Task goal → Output a character-exact copy of the data, images removed.

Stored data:
##########
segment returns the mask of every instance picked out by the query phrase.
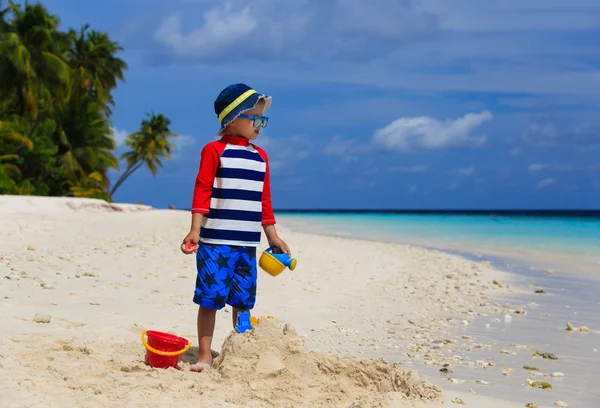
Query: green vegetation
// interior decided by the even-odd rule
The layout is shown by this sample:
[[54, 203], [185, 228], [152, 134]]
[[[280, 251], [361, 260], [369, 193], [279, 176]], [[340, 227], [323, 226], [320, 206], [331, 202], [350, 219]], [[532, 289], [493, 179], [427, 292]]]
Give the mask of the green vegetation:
##########
Expected output →
segment returns the mask of every instance picked out by the query phrase.
Query: green vegetation
// interior decided by the even-odd rule
The layout is shown by this sample:
[[54, 203], [185, 228], [152, 134]]
[[[280, 251], [361, 260], [369, 193], [279, 176]], [[340, 227], [323, 226], [320, 206], [331, 202], [350, 219]], [[532, 289], [493, 179], [427, 292]]]
Give the mask of the green vegetation:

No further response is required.